■ EXERCISE DESCRIPTION ■
Rewrite the records below with every "rough mask" switched to "coarse mask", and leave everything else unchanged.

■ SUPPLIED RECORDS ■
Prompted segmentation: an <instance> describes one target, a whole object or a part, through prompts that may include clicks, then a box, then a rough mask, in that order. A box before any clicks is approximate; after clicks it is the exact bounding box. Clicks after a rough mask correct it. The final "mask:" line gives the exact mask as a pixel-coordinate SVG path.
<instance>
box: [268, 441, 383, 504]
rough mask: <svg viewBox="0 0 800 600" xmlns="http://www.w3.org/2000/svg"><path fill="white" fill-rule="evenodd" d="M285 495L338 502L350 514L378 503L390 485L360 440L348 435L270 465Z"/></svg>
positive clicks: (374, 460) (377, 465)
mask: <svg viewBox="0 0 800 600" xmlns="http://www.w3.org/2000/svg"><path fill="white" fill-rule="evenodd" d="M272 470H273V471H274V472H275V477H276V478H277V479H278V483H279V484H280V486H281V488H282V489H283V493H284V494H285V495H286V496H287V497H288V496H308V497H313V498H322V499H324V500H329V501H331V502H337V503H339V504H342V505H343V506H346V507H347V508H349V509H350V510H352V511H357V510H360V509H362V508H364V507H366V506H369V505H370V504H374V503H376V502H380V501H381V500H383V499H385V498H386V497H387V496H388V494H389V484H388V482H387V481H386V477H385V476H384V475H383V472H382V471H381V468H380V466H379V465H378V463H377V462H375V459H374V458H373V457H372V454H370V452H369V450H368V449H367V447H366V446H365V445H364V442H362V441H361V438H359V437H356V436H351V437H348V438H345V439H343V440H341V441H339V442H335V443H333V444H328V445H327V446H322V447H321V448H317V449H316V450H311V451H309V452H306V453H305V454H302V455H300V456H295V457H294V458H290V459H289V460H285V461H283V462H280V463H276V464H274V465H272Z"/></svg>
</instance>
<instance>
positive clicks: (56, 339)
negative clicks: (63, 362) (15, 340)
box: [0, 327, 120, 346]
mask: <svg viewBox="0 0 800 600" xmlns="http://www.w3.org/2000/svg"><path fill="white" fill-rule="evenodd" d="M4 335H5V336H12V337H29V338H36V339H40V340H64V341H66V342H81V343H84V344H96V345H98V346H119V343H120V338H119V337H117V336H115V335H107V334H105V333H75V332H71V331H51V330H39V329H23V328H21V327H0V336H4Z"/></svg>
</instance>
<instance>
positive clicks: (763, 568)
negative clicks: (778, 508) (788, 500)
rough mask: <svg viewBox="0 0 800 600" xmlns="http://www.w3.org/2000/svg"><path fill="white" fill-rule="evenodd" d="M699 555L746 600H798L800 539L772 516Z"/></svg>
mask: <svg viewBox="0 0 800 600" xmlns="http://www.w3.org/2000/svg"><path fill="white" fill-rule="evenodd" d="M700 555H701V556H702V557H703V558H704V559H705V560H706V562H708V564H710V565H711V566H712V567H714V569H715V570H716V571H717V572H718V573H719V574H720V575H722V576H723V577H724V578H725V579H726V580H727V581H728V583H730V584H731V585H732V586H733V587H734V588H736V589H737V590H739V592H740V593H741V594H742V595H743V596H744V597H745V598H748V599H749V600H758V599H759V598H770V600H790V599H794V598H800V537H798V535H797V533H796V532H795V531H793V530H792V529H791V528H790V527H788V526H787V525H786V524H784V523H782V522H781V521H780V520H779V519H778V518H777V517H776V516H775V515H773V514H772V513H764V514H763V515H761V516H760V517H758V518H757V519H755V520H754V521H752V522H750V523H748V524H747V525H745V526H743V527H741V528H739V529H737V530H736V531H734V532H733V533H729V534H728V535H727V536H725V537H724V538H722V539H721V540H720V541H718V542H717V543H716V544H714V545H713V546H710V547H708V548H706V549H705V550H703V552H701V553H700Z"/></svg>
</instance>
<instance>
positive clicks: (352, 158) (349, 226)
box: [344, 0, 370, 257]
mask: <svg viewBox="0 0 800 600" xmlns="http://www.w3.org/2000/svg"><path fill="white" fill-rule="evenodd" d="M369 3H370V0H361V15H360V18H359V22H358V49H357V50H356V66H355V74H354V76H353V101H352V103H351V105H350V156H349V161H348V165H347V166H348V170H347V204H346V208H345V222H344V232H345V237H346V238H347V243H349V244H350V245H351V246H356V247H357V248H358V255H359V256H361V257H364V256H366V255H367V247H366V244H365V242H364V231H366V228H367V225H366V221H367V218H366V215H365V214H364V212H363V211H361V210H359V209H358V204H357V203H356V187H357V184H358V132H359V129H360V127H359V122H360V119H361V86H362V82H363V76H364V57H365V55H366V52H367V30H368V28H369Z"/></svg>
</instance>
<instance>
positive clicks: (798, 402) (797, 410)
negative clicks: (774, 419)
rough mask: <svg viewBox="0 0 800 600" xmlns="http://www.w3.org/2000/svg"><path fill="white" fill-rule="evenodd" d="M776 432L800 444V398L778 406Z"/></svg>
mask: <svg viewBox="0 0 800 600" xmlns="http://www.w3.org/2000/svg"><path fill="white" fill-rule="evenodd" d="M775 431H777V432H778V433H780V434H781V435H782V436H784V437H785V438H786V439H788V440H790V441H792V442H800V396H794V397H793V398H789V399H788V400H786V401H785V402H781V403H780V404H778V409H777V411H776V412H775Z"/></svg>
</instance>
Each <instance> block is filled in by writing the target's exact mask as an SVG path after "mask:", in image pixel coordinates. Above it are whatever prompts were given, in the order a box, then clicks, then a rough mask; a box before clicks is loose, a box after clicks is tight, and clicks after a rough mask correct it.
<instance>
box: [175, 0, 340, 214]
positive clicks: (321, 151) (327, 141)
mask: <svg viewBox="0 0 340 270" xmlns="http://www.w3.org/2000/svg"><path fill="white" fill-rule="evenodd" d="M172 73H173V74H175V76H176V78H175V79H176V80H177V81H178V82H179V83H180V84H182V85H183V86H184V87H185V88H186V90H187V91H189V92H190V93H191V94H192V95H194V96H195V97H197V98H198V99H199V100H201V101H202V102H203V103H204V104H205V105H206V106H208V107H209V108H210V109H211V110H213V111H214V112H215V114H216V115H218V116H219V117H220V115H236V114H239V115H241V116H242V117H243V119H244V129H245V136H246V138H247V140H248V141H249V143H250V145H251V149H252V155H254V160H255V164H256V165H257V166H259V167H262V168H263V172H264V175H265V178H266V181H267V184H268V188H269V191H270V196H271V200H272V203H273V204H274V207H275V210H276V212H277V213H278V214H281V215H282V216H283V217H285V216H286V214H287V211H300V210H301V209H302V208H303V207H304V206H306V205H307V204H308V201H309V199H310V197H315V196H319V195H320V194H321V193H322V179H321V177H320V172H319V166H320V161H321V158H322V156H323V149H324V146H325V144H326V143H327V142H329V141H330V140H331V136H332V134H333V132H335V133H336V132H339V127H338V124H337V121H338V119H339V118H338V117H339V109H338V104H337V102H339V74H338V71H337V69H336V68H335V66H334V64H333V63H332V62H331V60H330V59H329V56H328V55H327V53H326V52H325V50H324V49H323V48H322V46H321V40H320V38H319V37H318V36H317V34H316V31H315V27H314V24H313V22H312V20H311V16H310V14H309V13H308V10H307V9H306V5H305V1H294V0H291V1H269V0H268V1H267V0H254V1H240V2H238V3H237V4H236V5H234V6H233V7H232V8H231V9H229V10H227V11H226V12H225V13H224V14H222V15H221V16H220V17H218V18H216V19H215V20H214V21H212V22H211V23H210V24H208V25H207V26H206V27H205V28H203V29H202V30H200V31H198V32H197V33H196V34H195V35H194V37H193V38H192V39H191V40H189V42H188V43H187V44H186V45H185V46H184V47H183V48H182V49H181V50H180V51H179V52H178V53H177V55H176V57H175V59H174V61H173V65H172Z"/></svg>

■ OUTPUT FOR THIS TASK ■
Prompted segmentation: an <instance> describes one target, a whole object or a part, through prompts that may include clicks, then a box, then a coarse mask, in that order. A box before any clicks is approximate; after clicks it is the exact bounding box. Clicks after a coarse mask correct it. The final "mask:" line gives the exact mask as a pixel-coordinate SVG path.
<instance>
box: [268, 441, 383, 504]
coarse mask: <svg viewBox="0 0 800 600" xmlns="http://www.w3.org/2000/svg"><path fill="white" fill-rule="evenodd" d="M285 495L338 502L350 514L378 503L390 485L360 440L348 435L270 465Z"/></svg>
positive clicks: (374, 460) (377, 465)
mask: <svg viewBox="0 0 800 600" xmlns="http://www.w3.org/2000/svg"><path fill="white" fill-rule="evenodd" d="M272 470H273V471H274V472H275V477H276V478H277V479H278V483H279V484H280V486H281V488H282V489H283V493H284V494H285V495H286V496H287V497H288V496H308V497H313V498H322V499H324V500H329V501H331V502H337V503H339V504H342V505H343V506H346V507H347V508H349V509H350V510H352V511H357V510H360V509H362V508H364V507H366V506H369V505H370V504H374V503H376V502H380V501H381V500H383V499H385V498H386V497H387V496H388V494H389V484H388V482H387V481H386V477H385V476H384V475H383V472H382V471H381V468H380V466H379V465H378V463H377V462H375V459H374V458H373V457H372V454H370V452H369V450H368V449H367V447H366V446H365V445H364V442H362V441H361V438H359V437H356V436H351V437H348V438H345V439H343V440H341V441H339V442H335V443H333V444H328V445H327V446H322V447H321V448H317V449H316V450H311V451H309V452H306V453H305V454H302V455H300V456H295V457H294V458H290V459H289V460H285V461H283V462H280V463H276V464H274V465H272Z"/></svg>
</instance>
<instance>
positive clicks: (56, 339)
negative clicks: (63, 362) (15, 340)
box: [0, 327, 120, 346]
mask: <svg viewBox="0 0 800 600" xmlns="http://www.w3.org/2000/svg"><path fill="white" fill-rule="evenodd" d="M4 335H5V336H12V337H29V338H36V339H40V340H64V341H66V342H81V343H84V344H96V345H98V346H119V343H120V338H119V337H117V336H115V335H107V334H105V333H75V332H71V331H51V330H39V329H23V328H21V327H0V336H4Z"/></svg>
</instance>
<instance>
positive clicks: (763, 568)
negative clicks: (778, 508) (788, 500)
coarse mask: <svg viewBox="0 0 800 600" xmlns="http://www.w3.org/2000/svg"><path fill="white" fill-rule="evenodd" d="M699 555L746 600H798L800 539L772 516Z"/></svg>
mask: <svg viewBox="0 0 800 600" xmlns="http://www.w3.org/2000/svg"><path fill="white" fill-rule="evenodd" d="M700 555H701V556H702V557H703V558H704V559H705V560H706V562H708V564H710V565H711V566H712V567H714V569H715V570H716V571H717V572H718V573H719V574H720V575H722V576H723V577H724V578H725V579H726V580H727V581H728V583H730V584H731V585H732V586H733V587H734V588H736V589H737V590H739V592H740V593H741V594H742V595H743V596H744V597H745V598H748V599H749V600H758V599H759V598H770V600H790V599H794V598H800V537H798V535H797V533H796V532H795V531H793V530H792V529H791V528H790V527H788V526H787V525H786V524H784V523H782V522H781V521H780V520H779V519H778V518H777V517H776V516H775V515H773V514H772V513H764V514H763V515H761V516H760V517H758V518H757V519H755V520H754V521H752V522H750V523H748V524H747V525H745V526H743V527H741V528H739V529H737V530H736V531H734V532H733V533H729V534H728V535H727V536H725V537H724V538H722V539H721V540H720V541H718V542H717V543H716V544H714V545H713V546H710V547H708V548H706V549H705V550H703V552H701V553H700Z"/></svg>
</instance>
<instance>
positive clicks: (352, 158) (349, 226)
box: [344, 0, 370, 257]
mask: <svg viewBox="0 0 800 600" xmlns="http://www.w3.org/2000/svg"><path fill="white" fill-rule="evenodd" d="M369 3H370V0H361V15H360V18H359V22H358V49H357V50H356V66H355V74H354V76H353V101H352V103H351V105H350V156H349V161H348V165H347V166H348V170H347V204H346V208H345V222H344V232H345V237H346V238H347V243H349V244H350V245H351V246H356V247H357V248H358V255H359V256H361V257H364V256H366V255H367V247H366V244H365V242H364V231H366V228H367V225H366V221H367V218H366V215H365V214H364V212H363V211H361V210H359V209H358V204H357V203H356V187H357V184H358V132H359V129H360V127H359V122H360V119H361V86H362V82H363V76H364V57H365V55H366V52H367V30H368V28H369Z"/></svg>
</instance>
<instance>
positive clicks: (798, 402) (797, 410)
negative clicks: (774, 419)
coarse mask: <svg viewBox="0 0 800 600" xmlns="http://www.w3.org/2000/svg"><path fill="white" fill-rule="evenodd" d="M776 432L800 444V398L778 406Z"/></svg>
mask: <svg viewBox="0 0 800 600" xmlns="http://www.w3.org/2000/svg"><path fill="white" fill-rule="evenodd" d="M775 431H777V432H778V433H780V434H781V435H782V436H784V437H785V438H786V439H788V440H790V441H792V442H800V396H794V397H793V398H789V399H788V400H786V401H785V402H781V403H780V404H778V409H777V411H776V412H775Z"/></svg>
</instance>
Each <instance> block is filled in by writing the target's exact mask as an SVG path after "mask:", in image pixel coordinates. Above it are whatever prompts were given, in the order a box, then clicks, then a coarse mask; a box before clicks is loose, a box after clicks is tight, and clicks after a coarse mask correct it.
<instance>
box: [175, 0, 340, 214]
positive clicks: (321, 151) (327, 141)
mask: <svg viewBox="0 0 340 270" xmlns="http://www.w3.org/2000/svg"><path fill="white" fill-rule="evenodd" d="M172 73H173V74H175V76H176V78H175V79H176V80H177V81H178V82H179V83H180V84H182V85H183V86H184V87H185V88H186V90H187V91H189V92H190V93H191V94H192V95H194V96H195V97H197V98H198V99H199V100H201V101H202V102H203V103H204V104H205V105H206V106H208V107H209V108H210V109H211V110H213V111H214V112H215V114H216V115H218V116H219V117H220V115H236V114H239V115H241V116H242V117H243V119H244V129H245V136H246V138H247V140H248V141H249V143H250V145H251V149H252V155H254V160H255V164H256V165H257V166H259V167H262V168H263V172H264V175H265V178H266V181H267V184H268V188H269V191H270V196H271V200H272V203H273V204H274V207H275V210H276V212H277V213H278V214H281V215H282V216H283V217H285V216H286V214H287V211H300V210H301V209H302V208H303V207H304V206H306V205H307V204H308V201H309V199H310V197H315V196H319V195H320V194H321V193H322V179H321V177H320V172H319V166H320V161H321V158H322V156H323V149H324V146H325V144H326V143H327V142H329V141H330V140H331V136H332V134H333V132H335V133H336V132H339V127H338V124H337V121H338V119H339V118H338V117H339V109H338V104H337V102H339V74H338V71H337V69H336V68H335V66H334V64H333V63H332V62H331V60H330V59H329V56H328V55H327V53H326V52H325V50H324V49H323V48H322V46H321V40H320V38H319V37H318V36H317V34H316V31H315V27H314V24H313V22H312V20H311V16H310V14H309V13H308V10H307V9H306V5H305V1H294V0H291V1H269V0H268V1H267V0H254V1H240V2H238V3H237V4H236V5H234V6H233V7H232V8H231V9H229V10H227V11H226V12H225V13H224V14H222V15H221V16H220V17H218V18H216V19H215V20H214V21H212V22H211V23H210V24H208V25H207V26H206V27H205V28H203V29H202V30H200V31H198V32H197V33H196V34H195V35H194V37H193V38H192V39H191V40H189V42H188V43H187V44H186V45H185V46H184V47H183V48H182V49H181V50H180V51H179V52H178V53H177V55H176V57H175V59H174V61H173V65H172Z"/></svg>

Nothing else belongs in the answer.